● **Tâche demandée A**:
Répondez à ces questions à partir du portrait de Joseph :
(i) Dans quel pays Joseph est-il né ?
(ii) En quelle année le Stig Larson a-t-il été revendu ?
(iii) Quel métier le beau-frère de Joseph exerçait-il avant de monter son agence immobilière ?
● **Tâche demandée B**: Poursuivez le portrait de Joseph après sa dernière phrase.

Le pote de ce dimanche est un pote un peu particulier. C’est un monsieur de 92 ans né en Italie, ancien résistant et marin au long cours, qui est venu tenter l’aventure brésilienne dans les années 50. Il se repose aujourd’hui dans une maison de retraite dans la banlieue de Rio de Janeiro. Il a bien voulu partager ses souvenirs et ses aventures peu communes avec vous. Vous découvrirez ses aventures au fil de ses anecdotes, sur plusieurs dimanches.
Dans les épisodes précédents, vous avez pu faire connaissance avec Joseph à travers ses années de jeunesses dans la résistance ainsi que ses années brésiliennes et sur l’eau en tant que marin. Aujourd’hui découvrez la suite et fin des aventures de notre cher Jojo.
Ce portrait fait partie d’une série autour de la vie de Joseph, retrouvez les autres épisodes :
1 – Les années de jeunesse 2- Les années dans la résistance 3- Les années brésiliennes 4- Les dernières années« En 1978, le Stig Larson, le bateau sur lequel je travaillais depuis longtemps, a été revendu. Il était déjà vieux et puis c’était devenu la mode des containers, il n’était plus à la page. À mon époque, on entassait les marchandises en cales, il y avait aussi 2-3 cabines voyageurs. Puis à l’approche des années 80, ils ont inventé les containers, question de rendement. Tout est devenu plus mécanique, moins humain. Ils ont revendu le bateau à des Portugais et m’ont proposé de m’embaucher mais ça ne m‘intéressait pas. J’ai jamais aimé les Portugais, tous les patrons que j’ai eus ont été des filous. Quand la nouvelle est arrivée, on était à Miami. Le bateau allait directement au Portugal, sans passer par Rio. Alors j’ai pris ma démission et un vol retour pour la Cidade Maravilhosa. J’avais pas mal de sous de côté, alors je m‘en faisais pas, j’avais de quoi voir venir.
QUAND L’OISEAU REVIENT AU NID
Quelque temps après, ma sœur et mon beau-frère viennent me voir au Brésil. Mon beau-frère était un militaire à la retraite qui avait monté son agence immobilière. Comme j’avais quitté les bateaux, il m’a proposé de travailler avec lui dans son agence. Il m’a dit que la France avait changé depuis mon départ, que c’était tellement plus moderne. Alors je me suis dit pourquoi pas.

● **Informations extraites**:
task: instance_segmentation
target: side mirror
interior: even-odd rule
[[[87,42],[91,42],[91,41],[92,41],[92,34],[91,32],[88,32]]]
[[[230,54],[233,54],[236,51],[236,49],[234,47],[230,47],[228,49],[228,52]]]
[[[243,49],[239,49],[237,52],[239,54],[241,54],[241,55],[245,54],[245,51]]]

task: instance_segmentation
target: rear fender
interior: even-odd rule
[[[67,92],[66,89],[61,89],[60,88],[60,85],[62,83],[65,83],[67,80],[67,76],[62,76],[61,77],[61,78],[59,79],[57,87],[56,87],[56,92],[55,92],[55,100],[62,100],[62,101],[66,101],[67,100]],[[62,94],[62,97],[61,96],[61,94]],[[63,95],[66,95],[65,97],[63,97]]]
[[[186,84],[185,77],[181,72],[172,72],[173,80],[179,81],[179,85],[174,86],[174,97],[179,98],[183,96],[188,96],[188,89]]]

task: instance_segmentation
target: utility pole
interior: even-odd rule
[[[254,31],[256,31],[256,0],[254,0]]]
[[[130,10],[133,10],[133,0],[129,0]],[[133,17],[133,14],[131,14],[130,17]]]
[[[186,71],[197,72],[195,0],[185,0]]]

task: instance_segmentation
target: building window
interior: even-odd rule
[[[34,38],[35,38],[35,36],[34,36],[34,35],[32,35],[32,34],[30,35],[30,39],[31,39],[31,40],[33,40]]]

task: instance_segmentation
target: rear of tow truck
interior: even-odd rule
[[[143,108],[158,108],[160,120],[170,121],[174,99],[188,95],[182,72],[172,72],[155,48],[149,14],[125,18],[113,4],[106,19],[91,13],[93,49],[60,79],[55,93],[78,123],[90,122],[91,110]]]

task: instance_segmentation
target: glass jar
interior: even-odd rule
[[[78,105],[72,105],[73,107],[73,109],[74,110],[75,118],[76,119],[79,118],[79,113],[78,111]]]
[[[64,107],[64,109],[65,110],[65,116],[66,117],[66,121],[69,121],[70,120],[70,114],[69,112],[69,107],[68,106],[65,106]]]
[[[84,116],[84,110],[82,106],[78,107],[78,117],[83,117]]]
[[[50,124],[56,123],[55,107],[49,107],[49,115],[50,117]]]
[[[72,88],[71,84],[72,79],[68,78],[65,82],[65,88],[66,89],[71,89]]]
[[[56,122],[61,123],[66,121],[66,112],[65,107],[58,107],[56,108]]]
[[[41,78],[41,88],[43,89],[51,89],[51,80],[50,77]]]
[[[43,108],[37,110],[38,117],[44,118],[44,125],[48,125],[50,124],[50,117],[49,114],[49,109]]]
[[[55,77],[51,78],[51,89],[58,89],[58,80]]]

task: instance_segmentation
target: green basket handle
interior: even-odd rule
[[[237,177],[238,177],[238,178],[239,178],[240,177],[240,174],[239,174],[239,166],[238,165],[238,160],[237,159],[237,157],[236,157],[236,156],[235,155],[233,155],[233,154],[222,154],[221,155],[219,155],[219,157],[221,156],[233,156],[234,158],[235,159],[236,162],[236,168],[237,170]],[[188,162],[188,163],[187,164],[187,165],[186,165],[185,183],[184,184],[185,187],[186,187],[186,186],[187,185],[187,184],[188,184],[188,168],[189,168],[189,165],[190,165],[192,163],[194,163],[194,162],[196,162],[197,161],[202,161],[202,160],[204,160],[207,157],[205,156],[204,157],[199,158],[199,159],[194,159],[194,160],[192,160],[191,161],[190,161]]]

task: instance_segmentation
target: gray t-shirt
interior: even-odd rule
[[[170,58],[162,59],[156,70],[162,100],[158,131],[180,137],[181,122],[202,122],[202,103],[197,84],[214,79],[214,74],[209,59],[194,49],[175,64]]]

● **Réponse A**:
(i) En Italie.
(ii) En 1978.
(iii) Il était militaire.

● **Réponse B**:
Je n’étais jamais revenu en France depuis mon départ. Sauf une fois, une occasion ratée. Lors d’un tour d’Europe, notre bateau s’était arrêté en urgence à Marseille pour quelques heures. Ça faisait bien 20 ans que je n’avais pas revu ma ville et ma famille. Une fois arrivé, je suis sorti en courant pour trouver une cabine téléphonique. Malheureusement tout était fermé sur les quais, je n’ai pas pu appeler à la maison. Ce qui fait que je suis passé à Marseille sans pouvoir le dire à ma famille. Ma mère m’avait écrit quelque temps avant en me disant que si je la voyais pas maintenant, je ne la reverrais plus. Elle se sentait très malade. Et en effet, elle est morte peu de temps après.
J’ai donc accepté la proposition de mon beauf et j’ai laissé mon appartement de Rio à ma fiancée, Maria-Aparecida, pour revenir en France. J’étais censé faire de la prospection pour l’agence, il m’avait dit que je pouvais me faire beaucoup d’argent. Mais une fois arrivé, ce fut une toute autre histoire, les affaires ne marchaient pas et il n’avait pas de quoi me payer.
Alors bon gré mal gré, ma tante me trouve un appartement et je reviens travailler quelque temps chez mon ancien patron, celui chez qui je travaillais avant de partir. Je faisais quelques petits boulots et puis j’ai arrêté de travailler pour prendre ma retraite. Entre-temps Maria-Aparecida est venue me rejoindre. Ha Maria-Aparecida ! Elle a été l’amour de ma vie.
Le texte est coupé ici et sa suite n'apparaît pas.